**To be done**. Copy out word for word the lines of the listing between the line holding "Check that every instance of the overturned" and the line holding "[[692, 425]]", inclusive.

**Saved data entries**.
<<<<

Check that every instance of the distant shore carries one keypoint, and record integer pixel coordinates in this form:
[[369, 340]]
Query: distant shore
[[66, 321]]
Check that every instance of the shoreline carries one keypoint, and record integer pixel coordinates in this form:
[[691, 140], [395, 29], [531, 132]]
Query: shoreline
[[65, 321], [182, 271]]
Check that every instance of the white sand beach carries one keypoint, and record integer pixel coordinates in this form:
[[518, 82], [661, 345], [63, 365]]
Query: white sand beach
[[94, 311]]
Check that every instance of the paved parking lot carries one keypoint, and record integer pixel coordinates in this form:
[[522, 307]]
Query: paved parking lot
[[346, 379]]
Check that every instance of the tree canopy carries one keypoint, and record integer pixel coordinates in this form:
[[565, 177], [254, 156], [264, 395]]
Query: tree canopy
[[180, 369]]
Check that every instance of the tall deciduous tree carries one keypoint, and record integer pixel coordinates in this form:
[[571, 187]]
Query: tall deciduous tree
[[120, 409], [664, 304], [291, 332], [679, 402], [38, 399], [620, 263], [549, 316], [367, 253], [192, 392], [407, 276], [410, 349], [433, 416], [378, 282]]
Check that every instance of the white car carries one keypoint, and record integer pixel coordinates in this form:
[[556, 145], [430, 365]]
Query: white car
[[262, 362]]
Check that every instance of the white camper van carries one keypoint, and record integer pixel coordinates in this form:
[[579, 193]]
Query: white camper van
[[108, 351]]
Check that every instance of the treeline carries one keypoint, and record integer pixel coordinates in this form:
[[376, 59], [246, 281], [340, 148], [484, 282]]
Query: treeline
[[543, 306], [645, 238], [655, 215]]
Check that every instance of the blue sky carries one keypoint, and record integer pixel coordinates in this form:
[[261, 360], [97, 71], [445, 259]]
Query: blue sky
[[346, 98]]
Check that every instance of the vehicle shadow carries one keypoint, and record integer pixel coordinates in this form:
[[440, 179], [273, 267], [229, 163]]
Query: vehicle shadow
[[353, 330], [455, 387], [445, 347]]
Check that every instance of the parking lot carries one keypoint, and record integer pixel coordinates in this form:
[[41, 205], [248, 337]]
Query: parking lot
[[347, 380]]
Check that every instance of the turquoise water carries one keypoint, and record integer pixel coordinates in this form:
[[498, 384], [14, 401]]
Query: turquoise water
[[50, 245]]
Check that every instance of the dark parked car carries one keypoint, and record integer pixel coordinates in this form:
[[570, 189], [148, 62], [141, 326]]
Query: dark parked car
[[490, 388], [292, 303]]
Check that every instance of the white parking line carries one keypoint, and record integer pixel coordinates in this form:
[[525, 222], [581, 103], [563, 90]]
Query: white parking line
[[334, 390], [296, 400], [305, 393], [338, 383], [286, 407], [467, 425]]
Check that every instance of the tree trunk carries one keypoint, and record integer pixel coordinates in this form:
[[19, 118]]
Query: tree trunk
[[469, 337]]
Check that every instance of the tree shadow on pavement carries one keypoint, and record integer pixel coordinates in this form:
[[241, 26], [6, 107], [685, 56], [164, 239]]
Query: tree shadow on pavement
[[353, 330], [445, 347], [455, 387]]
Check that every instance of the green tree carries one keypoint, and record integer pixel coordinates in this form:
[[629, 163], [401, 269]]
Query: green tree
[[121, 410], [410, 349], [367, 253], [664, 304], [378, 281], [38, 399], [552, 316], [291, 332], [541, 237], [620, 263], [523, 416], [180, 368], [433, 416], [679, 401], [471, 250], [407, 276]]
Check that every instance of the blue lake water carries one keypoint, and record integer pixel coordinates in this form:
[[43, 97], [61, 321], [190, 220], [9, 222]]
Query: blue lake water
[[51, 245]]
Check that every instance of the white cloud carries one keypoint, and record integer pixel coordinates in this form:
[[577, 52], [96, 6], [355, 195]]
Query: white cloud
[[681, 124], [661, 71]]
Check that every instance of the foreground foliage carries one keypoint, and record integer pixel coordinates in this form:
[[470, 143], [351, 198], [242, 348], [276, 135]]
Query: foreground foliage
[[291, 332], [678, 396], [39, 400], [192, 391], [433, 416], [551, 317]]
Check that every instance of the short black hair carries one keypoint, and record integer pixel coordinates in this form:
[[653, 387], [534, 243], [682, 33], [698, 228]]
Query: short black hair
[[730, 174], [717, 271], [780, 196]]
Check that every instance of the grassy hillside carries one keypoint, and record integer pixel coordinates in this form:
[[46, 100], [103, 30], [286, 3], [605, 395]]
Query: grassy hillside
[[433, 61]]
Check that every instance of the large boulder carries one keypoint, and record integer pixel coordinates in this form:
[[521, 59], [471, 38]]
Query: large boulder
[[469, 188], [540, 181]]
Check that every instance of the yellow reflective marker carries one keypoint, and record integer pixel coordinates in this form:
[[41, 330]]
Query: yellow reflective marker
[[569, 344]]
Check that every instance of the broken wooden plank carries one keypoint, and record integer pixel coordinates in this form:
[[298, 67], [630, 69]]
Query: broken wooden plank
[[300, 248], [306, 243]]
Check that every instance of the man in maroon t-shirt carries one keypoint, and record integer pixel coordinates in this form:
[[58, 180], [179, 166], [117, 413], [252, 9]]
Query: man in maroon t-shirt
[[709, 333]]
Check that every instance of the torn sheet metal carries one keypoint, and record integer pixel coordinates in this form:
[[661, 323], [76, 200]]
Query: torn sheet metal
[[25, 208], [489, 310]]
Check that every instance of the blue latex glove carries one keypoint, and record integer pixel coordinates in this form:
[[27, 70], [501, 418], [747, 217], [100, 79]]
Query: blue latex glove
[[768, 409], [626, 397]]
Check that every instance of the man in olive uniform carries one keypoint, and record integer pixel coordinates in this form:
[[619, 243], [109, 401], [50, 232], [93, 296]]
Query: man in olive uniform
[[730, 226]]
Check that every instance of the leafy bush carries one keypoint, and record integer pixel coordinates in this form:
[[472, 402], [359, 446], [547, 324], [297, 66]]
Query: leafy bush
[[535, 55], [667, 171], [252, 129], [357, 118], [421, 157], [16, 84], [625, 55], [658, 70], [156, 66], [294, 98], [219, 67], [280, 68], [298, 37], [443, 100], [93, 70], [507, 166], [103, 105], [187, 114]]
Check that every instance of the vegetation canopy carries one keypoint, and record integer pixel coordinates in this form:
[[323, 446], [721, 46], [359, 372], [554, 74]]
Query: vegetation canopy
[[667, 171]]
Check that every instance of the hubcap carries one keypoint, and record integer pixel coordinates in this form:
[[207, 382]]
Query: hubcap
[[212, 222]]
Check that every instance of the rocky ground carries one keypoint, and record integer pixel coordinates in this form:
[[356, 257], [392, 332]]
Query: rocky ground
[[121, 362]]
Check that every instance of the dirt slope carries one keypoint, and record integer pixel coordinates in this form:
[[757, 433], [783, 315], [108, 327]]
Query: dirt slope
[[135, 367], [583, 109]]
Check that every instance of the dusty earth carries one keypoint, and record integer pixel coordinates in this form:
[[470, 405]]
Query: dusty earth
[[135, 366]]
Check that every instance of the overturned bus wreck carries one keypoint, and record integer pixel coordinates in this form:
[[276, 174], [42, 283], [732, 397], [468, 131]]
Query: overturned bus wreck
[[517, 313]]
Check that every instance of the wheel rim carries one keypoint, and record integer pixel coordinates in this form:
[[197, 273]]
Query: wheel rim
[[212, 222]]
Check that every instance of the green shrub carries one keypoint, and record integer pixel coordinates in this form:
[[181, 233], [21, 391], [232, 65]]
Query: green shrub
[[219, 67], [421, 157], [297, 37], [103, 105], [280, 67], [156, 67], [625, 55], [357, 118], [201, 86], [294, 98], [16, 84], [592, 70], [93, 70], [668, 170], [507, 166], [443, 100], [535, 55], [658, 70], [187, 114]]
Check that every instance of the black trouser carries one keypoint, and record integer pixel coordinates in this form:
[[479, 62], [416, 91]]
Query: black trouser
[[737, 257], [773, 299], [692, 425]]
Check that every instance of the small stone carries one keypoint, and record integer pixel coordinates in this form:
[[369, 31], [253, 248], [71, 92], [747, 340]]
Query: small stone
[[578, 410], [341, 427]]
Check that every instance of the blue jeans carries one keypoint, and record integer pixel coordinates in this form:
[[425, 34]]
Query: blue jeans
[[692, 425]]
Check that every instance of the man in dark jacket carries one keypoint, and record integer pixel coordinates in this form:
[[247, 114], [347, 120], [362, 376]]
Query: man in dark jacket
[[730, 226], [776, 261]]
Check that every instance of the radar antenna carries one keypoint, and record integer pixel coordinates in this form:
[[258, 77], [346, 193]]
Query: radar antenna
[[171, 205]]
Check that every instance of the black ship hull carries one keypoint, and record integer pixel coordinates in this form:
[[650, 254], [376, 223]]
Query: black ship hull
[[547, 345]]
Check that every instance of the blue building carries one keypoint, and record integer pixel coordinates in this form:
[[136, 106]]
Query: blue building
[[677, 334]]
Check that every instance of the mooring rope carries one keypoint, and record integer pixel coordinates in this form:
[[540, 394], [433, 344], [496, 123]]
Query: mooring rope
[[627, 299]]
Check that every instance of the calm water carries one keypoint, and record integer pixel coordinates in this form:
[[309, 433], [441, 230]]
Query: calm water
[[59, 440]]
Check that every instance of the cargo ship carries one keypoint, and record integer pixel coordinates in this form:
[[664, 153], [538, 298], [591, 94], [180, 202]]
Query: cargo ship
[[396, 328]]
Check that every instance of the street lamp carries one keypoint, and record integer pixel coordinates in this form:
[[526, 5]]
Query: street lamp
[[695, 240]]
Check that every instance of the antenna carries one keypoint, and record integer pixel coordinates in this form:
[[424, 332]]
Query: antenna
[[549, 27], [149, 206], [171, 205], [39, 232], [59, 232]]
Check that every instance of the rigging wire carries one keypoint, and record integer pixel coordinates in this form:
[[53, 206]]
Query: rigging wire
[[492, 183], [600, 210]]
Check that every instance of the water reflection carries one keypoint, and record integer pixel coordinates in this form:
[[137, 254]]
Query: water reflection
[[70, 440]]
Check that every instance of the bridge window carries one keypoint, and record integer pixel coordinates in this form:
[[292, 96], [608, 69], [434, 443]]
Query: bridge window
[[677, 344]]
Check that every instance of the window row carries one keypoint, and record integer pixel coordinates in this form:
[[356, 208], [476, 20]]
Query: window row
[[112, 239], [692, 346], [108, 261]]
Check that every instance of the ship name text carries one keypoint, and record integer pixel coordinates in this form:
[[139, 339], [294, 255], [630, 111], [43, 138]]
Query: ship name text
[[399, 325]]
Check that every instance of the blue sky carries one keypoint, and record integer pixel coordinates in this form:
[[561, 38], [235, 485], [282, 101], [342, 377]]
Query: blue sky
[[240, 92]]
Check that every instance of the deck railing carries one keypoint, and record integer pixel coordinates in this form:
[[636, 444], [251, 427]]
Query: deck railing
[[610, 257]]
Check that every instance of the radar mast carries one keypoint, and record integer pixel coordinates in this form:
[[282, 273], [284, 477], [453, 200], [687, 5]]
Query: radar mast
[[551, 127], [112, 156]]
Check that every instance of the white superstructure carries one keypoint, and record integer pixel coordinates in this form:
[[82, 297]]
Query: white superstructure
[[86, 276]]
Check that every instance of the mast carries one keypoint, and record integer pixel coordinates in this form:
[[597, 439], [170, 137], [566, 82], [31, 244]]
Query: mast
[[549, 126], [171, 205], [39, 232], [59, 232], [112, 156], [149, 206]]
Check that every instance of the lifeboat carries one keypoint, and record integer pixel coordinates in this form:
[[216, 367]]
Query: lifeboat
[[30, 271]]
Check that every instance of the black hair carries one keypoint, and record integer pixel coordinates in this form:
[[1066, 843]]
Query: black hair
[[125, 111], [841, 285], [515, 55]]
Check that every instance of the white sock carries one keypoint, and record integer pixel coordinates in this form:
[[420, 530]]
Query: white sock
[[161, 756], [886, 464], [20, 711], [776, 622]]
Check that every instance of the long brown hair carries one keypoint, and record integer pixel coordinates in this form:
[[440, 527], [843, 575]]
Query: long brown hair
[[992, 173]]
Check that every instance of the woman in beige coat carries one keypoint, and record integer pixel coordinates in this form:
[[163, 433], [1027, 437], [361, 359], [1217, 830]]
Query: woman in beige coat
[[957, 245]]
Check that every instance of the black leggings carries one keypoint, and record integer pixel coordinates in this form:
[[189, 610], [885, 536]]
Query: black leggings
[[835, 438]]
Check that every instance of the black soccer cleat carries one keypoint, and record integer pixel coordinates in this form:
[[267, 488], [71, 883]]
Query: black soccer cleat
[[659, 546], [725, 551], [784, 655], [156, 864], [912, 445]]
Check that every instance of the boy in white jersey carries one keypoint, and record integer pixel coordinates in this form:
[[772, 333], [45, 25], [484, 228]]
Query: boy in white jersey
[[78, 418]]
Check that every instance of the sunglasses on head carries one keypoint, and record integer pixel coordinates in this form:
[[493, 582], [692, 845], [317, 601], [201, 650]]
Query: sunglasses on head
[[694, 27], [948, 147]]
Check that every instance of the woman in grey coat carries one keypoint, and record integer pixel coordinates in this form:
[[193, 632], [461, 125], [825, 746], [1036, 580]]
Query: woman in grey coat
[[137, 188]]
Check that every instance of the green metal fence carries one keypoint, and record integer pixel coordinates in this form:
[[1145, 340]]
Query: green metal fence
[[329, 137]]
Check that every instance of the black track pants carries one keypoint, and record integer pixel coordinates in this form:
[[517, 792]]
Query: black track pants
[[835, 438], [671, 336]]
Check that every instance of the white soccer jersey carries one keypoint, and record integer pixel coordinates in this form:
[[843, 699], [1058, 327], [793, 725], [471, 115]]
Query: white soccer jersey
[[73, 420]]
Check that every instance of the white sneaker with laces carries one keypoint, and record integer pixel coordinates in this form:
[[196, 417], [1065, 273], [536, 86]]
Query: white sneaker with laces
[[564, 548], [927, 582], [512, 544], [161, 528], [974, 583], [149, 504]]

>>>>

**Solution for this task**.
Check that every instance of the overturned bus wreck carries one keypoint, and record integer pixel coordinates in this form:
[[276, 174], [42, 283], [732, 397], [468, 131]]
Query: overturned bus wreck
[[517, 313]]
Check that every instance of the wheel rim carries one keypoint, and record integer pixel coordinates in this form:
[[197, 273]]
Query: wheel rim
[[212, 222]]
Check that every instance of the green shrub carries one keypoint, and record integer pixel coordinates in this form:
[[181, 233], [21, 391], [232, 65]]
Query: green shrub
[[219, 67], [421, 157], [297, 37], [103, 105], [280, 67], [156, 67], [625, 55], [357, 118], [201, 86], [294, 98], [16, 84], [592, 70], [93, 70], [668, 170], [507, 166], [443, 100], [535, 55], [658, 70], [187, 114]]
Check that every instance of the black trouser carries one keypoint, and record integer pixel coordinates in this form:
[[479, 62], [416, 91]]
Query: black trouser
[[737, 257], [773, 299], [692, 425]]
Check that every instance of the small stone carries one keypoint, and record integer pixel coordinates in this form:
[[369, 31], [253, 248], [71, 92], [747, 340]]
Query: small stone
[[578, 410], [341, 427]]
Check that every instance of the blue jeans carries one keypoint, and record integer pixel coordinates in this form:
[[425, 34]]
Query: blue jeans
[[692, 425]]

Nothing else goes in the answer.